* **Brief 1**:
In the naloxone post, which part of the brain tells us to breathe during sleep?
* **Brief 2**:
Write the next part of the naloxone post, picking up right after its final sentence.

* **Exercise passage**:
------------------------------------------------
Wednesday, June 25, 2014


When someone else reflections says what I would have wanted to say but they did it first I do nothing but copy it and give them credit.


Medical journals, news outlets, and the internet have been exploding with new articles about naloxone. As awareness of this opioid overdose antidote grows, more people are pushing for this drug’s wider availability.
I’ve posted blogs about how the Project Lazarus kits have saved lives in my Appalachian corner of the world, but now let’s review some of the science behind naloxone.
Naloxone is an opioid antagonist, which means the drug binds to the mu opioid receptors in the brain, but instead of stimulating these receptors to produce euphoria and pain relief, naloxone does the opposite. It occupies the receptor and prevents opioids from attaching to these receptors to cause euphoria and pain relief. Naloxone has a high affinity to the mu opioid receptors, meaning it sticks like glue to them, but it does not activate these receptors.
If you give naloxone to an average person with no prior opioid use, not much will happen. Because naloxone can block our body’s own opioids, endorphins, that person might feel a little achy, tired, and irritable. But for the most part, when naloxone is given to a non-user of opioids, nothing happens.
If the patient has used opioids just once, recently, the patient won’t have withdrawal when given a dose of naloxone, since the body isn’t used to having opioids anyway. Naloxone in this case restores the body to its usual state. This’s why naloxone can be useful in a patient given opioids for surgical anesthesia. After the surgery is over, doctors can use naloxone to reverse the opioid anesthesia if they want the patient to wake up more quickly.
But in a patient with opioid addiction (or in a chronic pain patient) who uses opioids daily, naloxone causes opioid withdrawal. With long-standing opioid use, the body makes adjustments to counteract the chronic presence of opioids. When these opioids are whisked away with naloxone, this balance is abruptly upset, and the patient goes into precipitate withdrawal, if enough naloxone is given.
Naloxone is the opioid buzz-kill drug… and it’s also the opioid overdose life saver.
People die from opioid overdoses because the brain gets saturated with opioids. The part of the brain that tells us to breathe during sleep, the medulla, also gets saturated, and eventually shuts off. This usually occurs gradually. The respiratory rate slows over one to three hours, until all respirations stop. Then tissues of essential organs like the brain and heart die from lack of oxygen.
If naloxone can be given during this process, the opioids are tossed off brain receptors, and the medulla fires urgent orders for the body to resume breathing. The patient wakes up, so long as irreversible damage hasn’t yet been done to the brain and heart. In some cases, the patient goes into full precipitated opioid withdrawal, but usually the naloxone doesn’t reverse all of the opioids on board, just enough to save the patient’s life.
------------------------------------------------
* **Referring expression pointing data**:
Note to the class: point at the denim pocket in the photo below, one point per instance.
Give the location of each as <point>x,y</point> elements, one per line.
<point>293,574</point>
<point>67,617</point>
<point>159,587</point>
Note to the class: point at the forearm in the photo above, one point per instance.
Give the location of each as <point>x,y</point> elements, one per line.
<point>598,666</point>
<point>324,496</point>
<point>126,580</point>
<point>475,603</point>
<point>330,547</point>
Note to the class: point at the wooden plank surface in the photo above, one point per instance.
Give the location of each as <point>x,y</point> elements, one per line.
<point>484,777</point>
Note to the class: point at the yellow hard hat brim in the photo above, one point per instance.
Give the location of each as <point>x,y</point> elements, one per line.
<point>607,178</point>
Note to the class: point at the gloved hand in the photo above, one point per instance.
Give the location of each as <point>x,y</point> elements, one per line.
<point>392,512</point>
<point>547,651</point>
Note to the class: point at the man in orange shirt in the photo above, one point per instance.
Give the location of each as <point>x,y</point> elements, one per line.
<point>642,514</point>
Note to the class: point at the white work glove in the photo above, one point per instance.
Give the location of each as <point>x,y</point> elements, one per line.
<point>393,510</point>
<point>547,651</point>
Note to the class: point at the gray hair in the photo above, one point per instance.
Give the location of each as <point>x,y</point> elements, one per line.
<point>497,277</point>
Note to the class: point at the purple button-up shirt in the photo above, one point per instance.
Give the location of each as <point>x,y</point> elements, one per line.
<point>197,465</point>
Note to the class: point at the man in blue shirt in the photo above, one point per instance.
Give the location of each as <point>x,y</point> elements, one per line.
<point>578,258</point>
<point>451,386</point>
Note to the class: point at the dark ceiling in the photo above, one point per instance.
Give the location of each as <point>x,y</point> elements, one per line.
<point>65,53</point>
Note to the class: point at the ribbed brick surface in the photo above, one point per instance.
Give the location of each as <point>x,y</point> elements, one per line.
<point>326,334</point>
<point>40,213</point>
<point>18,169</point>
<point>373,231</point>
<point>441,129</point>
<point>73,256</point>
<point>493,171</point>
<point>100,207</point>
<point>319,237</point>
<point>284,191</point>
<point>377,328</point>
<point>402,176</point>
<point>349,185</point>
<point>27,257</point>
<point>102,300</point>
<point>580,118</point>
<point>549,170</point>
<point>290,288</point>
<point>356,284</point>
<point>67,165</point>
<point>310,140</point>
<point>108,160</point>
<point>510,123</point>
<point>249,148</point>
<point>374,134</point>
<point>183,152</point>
------------------------------------------------
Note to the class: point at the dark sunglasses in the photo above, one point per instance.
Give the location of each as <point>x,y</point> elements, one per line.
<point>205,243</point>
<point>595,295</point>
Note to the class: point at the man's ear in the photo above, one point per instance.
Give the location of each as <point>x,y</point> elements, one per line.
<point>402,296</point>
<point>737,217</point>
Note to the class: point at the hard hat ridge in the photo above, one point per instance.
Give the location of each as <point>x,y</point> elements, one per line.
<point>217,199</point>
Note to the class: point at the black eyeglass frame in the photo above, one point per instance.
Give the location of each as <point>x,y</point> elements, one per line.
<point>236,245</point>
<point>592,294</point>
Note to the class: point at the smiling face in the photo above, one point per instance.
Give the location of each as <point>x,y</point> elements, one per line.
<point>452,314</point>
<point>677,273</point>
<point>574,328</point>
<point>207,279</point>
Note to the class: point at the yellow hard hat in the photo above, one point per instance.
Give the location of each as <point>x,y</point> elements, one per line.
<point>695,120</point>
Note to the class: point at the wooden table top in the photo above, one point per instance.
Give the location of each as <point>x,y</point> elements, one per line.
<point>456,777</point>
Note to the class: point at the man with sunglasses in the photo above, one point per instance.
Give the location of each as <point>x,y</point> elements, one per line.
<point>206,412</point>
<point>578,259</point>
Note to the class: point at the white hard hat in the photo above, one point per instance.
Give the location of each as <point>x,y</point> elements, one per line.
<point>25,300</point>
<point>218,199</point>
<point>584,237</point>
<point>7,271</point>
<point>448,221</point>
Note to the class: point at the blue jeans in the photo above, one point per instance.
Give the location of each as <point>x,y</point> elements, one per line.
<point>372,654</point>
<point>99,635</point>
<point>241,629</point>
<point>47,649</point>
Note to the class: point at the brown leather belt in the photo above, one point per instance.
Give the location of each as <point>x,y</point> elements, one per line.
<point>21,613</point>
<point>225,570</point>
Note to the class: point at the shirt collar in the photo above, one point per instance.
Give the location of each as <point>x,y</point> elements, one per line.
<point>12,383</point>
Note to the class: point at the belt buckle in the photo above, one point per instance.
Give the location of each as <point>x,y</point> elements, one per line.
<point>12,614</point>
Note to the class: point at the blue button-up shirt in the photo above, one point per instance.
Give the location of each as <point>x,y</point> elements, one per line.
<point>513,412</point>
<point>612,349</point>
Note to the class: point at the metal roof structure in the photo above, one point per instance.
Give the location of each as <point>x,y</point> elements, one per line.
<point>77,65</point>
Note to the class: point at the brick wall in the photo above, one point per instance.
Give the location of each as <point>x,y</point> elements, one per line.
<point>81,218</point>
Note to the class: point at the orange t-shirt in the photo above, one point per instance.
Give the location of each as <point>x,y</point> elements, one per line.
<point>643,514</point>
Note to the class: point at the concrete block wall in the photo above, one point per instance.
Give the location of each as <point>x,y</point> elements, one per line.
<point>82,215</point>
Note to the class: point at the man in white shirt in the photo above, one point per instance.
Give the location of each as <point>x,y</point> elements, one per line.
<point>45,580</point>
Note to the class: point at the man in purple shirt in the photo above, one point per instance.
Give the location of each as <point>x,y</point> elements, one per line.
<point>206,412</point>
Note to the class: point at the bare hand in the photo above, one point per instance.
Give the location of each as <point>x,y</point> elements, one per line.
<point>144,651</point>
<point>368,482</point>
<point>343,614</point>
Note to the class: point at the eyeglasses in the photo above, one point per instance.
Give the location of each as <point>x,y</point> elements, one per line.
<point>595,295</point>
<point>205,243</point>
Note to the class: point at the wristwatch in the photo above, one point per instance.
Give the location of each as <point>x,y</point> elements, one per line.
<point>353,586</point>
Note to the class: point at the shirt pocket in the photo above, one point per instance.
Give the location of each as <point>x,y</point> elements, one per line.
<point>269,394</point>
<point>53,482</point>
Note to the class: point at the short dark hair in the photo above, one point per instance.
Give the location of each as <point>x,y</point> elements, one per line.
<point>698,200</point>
------------------------------------------------
* **Exercise response 1**:
The medulla.

* **Exercise response 2**:
It’s a dramatic event. I’ve seen this in the emergency department during my Internal Medicine training. A patient can be lying on a stretcher, dead… then one dose of naloxone…. and they are sitting up, asking what happened to them. And sometimes they vomit. That’s another thing I learned in training. After giving a dose of naloxone, take one step back. Even better, place the patient in the “recovery position,” illustrated at the top of this blog, so that if they do vomit, they won’t aspirate the stuff into their lungs.
Naloxone is a relatively cheap drug, and it can be administered in several ways: intravenously, as doctors and EMS workers have always done, intramuscularly, subcutaneously, and intranasally.
Project Lazarus uses this last method. Their overdose kits contain two vials of naloxone 2mg each, and are in a syringe with a nozzle that is attached to the end of the syringe. This causes the medication to spray when the plunger of the syringe is pushed. It’s sprayed up in the nose of an unconscious person, and gets absorbed quickly. In fact, the response rates of all methods of naloxone administration are about the same – two to three minutes. If the patient doesn’t respond after a few minutes, the second dose can be given. Or if the patient initially responds but then gets sedated again, the second dose can be given.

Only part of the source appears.